Content starts
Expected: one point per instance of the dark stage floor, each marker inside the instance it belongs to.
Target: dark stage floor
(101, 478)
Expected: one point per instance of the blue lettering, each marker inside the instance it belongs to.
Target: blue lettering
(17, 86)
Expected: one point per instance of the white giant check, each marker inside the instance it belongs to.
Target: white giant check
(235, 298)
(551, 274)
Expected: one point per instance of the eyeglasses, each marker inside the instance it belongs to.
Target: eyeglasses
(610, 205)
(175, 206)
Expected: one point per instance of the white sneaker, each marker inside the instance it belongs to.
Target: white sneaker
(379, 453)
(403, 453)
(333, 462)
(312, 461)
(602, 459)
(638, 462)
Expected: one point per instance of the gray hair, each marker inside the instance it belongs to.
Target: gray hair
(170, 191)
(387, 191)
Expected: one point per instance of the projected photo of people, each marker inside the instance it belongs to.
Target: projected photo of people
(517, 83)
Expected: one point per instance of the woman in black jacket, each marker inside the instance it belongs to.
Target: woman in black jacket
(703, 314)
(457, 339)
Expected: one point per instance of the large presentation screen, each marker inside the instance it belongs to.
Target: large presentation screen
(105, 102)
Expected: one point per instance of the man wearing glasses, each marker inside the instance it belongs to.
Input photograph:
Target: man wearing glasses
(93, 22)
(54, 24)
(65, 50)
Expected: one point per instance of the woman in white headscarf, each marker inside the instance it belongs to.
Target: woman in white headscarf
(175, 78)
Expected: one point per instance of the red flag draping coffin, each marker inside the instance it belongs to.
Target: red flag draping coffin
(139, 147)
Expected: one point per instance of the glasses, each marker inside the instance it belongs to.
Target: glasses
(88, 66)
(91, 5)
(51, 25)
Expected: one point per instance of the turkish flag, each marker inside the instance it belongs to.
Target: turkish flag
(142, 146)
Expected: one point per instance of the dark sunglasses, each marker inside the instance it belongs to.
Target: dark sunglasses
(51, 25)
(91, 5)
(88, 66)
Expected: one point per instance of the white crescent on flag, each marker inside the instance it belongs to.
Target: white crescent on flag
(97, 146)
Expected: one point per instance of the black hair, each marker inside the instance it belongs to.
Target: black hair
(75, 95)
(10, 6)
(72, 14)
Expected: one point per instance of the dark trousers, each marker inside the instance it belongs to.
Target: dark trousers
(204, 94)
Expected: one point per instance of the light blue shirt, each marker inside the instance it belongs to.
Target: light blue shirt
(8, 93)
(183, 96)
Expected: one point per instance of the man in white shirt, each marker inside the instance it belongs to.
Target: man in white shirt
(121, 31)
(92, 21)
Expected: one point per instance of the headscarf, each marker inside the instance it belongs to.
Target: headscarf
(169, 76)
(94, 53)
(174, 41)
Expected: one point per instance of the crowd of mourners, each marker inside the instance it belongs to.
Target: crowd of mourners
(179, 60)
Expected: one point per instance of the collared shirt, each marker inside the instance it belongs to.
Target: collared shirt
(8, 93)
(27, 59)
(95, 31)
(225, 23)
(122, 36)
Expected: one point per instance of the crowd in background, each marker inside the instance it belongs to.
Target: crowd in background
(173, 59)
Content ends
» **REQUIRED ACTION**:
Word for word, repeat each entry from the listing above.

» **RESULT FOR THIS EXERCISE**:
Expected: one point per instance of the dark stage floor, each marker inside the instance it belongs to.
Target: dark stage floor
(101, 478)
Expected: one point per instance of the blue lettering, each marker inside the instance it belongs to.
Target: blue lettering
(17, 86)
Expected: one point per instance of the white giant check, each marker inside the instance it belongs to.
Target: white giant check
(235, 298)
(551, 274)
Expected: one point per instance of the eyeglasses, each marker inside the instance it belongs to.
Target: eyeglasses
(610, 205)
(175, 206)
Expected: one point per instance of the white sneaker, each marker inside the instance it belongs to.
Target: white sneaker
(379, 453)
(403, 453)
(333, 462)
(312, 461)
(602, 459)
(638, 462)
Expected: one point per instance of the gray hair, each marker inside the instance it belongs to.
Target: gray hair
(170, 191)
(387, 191)
Expected: one point per instance of the projected photo of people, each marker inside the instance it belongs to.
Target: projected photo of people
(517, 83)
Expected: one point per instance of the woman in black jacket, each marker inside the instance it belongs to.
Target: woman in black jacket
(703, 314)
(457, 339)
Expected: one point per instance of the large presentation screen, each marker inside the instance it belongs to.
Target: large presentation screen
(105, 102)
Expected: one point per instance of the man wearing glasses, each marker inside the instance it belongs to.
Input photograph:
Target: man wearing glasses
(93, 22)
(54, 24)
(65, 50)
Expected: one point per instance of the woman in white headscarf, each marker inside the instance it belongs to.
Target: woman in white headscarf
(175, 78)
Expected: one point per instance of the red flag draping coffin, each marker inside the instance it belongs to.
Target: red flag draping coffin
(139, 147)
Expected: one point per instance of the glasses, each marker inside the instance it belongs to.
Target: glasses
(88, 66)
(91, 5)
(51, 25)
Expected: one point per instance of the turkish flag, each marker inside the instance it belongs to.
Target: turkish flag
(142, 146)
Expected: one point per instance of the dark sunglasses, each marker inside the instance it belongs to.
Target: dark sunglasses
(51, 25)
(91, 5)
(88, 66)
Expected: one point per instance of the white crescent on flag, each marker inside the instance it belongs to.
Target: white crescent on flag
(97, 146)
Expected: one point per instance of the black hair, each marker inside the instance it belongs to.
Target: black hair
(75, 95)
(10, 6)
(72, 14)
Expected: one point per instance of the dark trousers, each marker inside the instance it belongs to.
Target: dark trousers
(204, 94)
Expected: one point per instance of the light blue shirt, each marker inside the instance it belongs to.
Target: light blue shirt
(8, 93)
(183, 96)
Expected: one point per instance of the man in white shirt, each marker inside the instance it belongs to.
Target: man in white shirt
(121, 31)
(92, 21)
Expected: one point per instance of the headscarf, each marker inside the instance it belongs to.
Target: headscarf
(169, 76)
(94, 53)
(174, 41)
Expected: one point per instance of the crowd of mourners, each marker inside the instance it belongs to.
Target: crowd of mourners
(179, 60)
Expected: one point per instance of the collared shirt, each marker inside the instance it belongs to.
Target: collared shirt
(8, 93)
(27, 59)
(95, 31)
(225, 23)
(122, 36)
Expected: one point per instance of the crowd in background, each marker inside the instance it belongs to.
Target: crowd in background
(173, 59)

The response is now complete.